● WHAT IS NEEDED: Skip the images and copy each record exactly as written.

+++

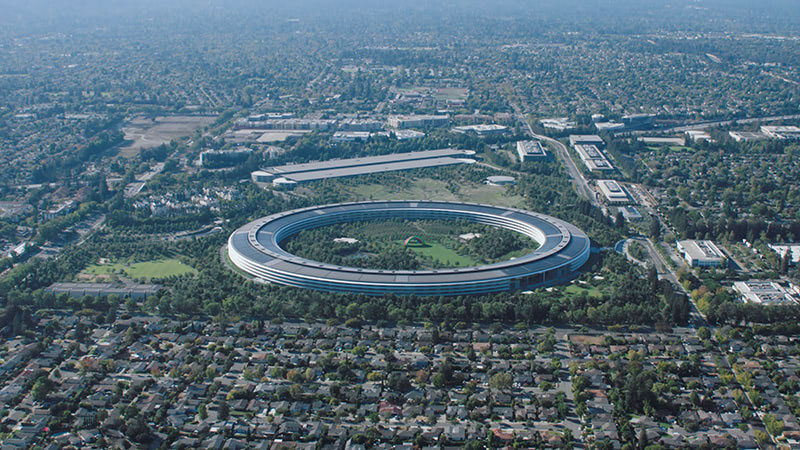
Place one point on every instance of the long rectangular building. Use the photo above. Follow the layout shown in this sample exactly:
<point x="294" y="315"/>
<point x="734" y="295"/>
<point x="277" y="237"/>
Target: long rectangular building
<point x="417" y="121"/>
<point x="290" y="174"/>
<point x="613" y="191"/>
<point x="702" y="253"/>
<point x="528" y="150"/>
<point x="593" y="158"/>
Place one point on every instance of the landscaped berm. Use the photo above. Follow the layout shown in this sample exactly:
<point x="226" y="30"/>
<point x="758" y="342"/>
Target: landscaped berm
<point x="144" y="270"/>
<point x="563" y="249"/>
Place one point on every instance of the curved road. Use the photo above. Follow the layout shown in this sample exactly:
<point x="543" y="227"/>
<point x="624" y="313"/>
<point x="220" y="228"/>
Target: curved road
<point x="581" y="185"/>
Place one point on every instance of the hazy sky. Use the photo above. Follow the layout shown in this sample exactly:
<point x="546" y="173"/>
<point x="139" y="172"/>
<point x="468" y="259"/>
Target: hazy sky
<point x="37" y="16"/>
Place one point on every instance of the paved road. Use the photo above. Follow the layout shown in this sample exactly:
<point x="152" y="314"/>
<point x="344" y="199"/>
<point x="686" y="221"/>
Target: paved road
<point x="581" y="185"/>
<point x="665" y="271"/>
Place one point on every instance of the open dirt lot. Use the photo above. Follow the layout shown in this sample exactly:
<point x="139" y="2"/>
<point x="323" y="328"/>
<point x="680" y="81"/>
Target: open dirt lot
<point x="148" y="133"/>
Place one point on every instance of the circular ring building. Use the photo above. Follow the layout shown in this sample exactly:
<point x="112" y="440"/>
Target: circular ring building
<point x="563" y="249"/>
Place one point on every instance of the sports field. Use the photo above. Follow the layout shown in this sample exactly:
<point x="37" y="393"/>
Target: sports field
<point x="445" y="256"/>
<point x="160" y="268"/>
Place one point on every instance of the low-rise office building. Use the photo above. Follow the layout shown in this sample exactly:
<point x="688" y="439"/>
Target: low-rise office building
<point x="764" y="293"/>
<point x="529" y="150"/>
<point x="613" y="191"/>
<point x="702" y="253"/>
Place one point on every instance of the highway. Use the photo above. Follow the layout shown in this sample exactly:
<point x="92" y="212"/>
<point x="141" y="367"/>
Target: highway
<point x="663" y="268"/>
<point x="704" y="125"/>
<point x="581" y="185"/>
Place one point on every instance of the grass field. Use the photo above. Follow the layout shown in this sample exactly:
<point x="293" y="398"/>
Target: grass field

+++

● COMPLETED TASK:
Place one point on every instance of the long rectangular building. Use the photo above. Follow the layout shown in this sample exactly:
<point x="294" y="315"/>
<point x="734" y="295"/>
<point x="277" y="237"/>
Target: long rectangular building
<point x="417" y="121"/>
<point x="290" y="174"/>
<point x="613" y="191"/>
<point x="702" y="253"/>
<point x="528" y="150"/>
<point x="593" y="158"/>
Place one point on every instance of the landscaped berm. Use the photo above. Follow the layout shown in this sample exactly:
<point x="226" y="30"/>
<point x="758" y="342"/>
Target: landscaped berm
<point x="144" y="270"/>
<point x="563" y="249"/>
Place one point on every instance of the curved road. Use the photo above. Follow the layout shown in this sample exactly:
<point x="543" y="227"/>
<point x="624" y="313"/>
<point x="220" y="228"/>
Target: curved road
<point x="581" y="185"/>
Place one point on every instance of the hazy sky. Use the photo above. Follow the layout shown in this sample exactly:
<point x="546" y="173"/>
<point x="139" y="172"/>
<point x="468" y="259"/>
Target: hazy sky
<point x="37" y="16"/>
Place one point on every instance of the paved road. Use the photo above. Follow the layout shown in this sample exactly:
<point x="152" y="314"/>
<point x="344" y="199"/>
<point x="686" y="221"/>
Target: paved road
<point x="581" y="185"/>
<point x="665" y="271"/>
Place one point on every instance of the open dirt lot. Use the photo above. Follow the layout shown in this sample exactly:
<point x="139" y="2"/>
<point x="323" y="328"/>
<point x="680" y="81"/>
Target: open dirt lot
<point x="148" y="133"/>
Place one point on every instance of the circular ring building. Use the photo above. Follow the layout shown in this sample exactly:
<point x="112" y="440"/>
Target: circular ring building
<point x="563" y="249"/>
Place one point on every instance of the sports field. Use the photo above. Follow the layout shown in this sample exactly:
<point x="37" y="393"/>
Target: sports field
<point x="445" y="256"/>
<point x="160" y="268"/>
Place one point on every instance of the low-rise office building. Use the photo above. Follow the layout shown in this sample exactly:
<point x="688" y="439"/>
Target: low-rise office building
<point x="764" y="293"/>
<point x="529" y="150"/>
<point x="613" y="191"/>
<point x="702" y="253"/>
Place one point on every instance of the highway. Use the photo above. Follow the layout shown in this sample exactly:
<point x="92" y="212"/>
<point x="141" y="367"/>
Target: highway
<point x="663" y="268"/>
<point x="704" y="125"/>
<point x="581" y="185"/>
Place one point on every instance of the grass field. Use the photo above. Follow the layout shown in this sample exactly:
<point x="293" y="398"/>
Target: grass field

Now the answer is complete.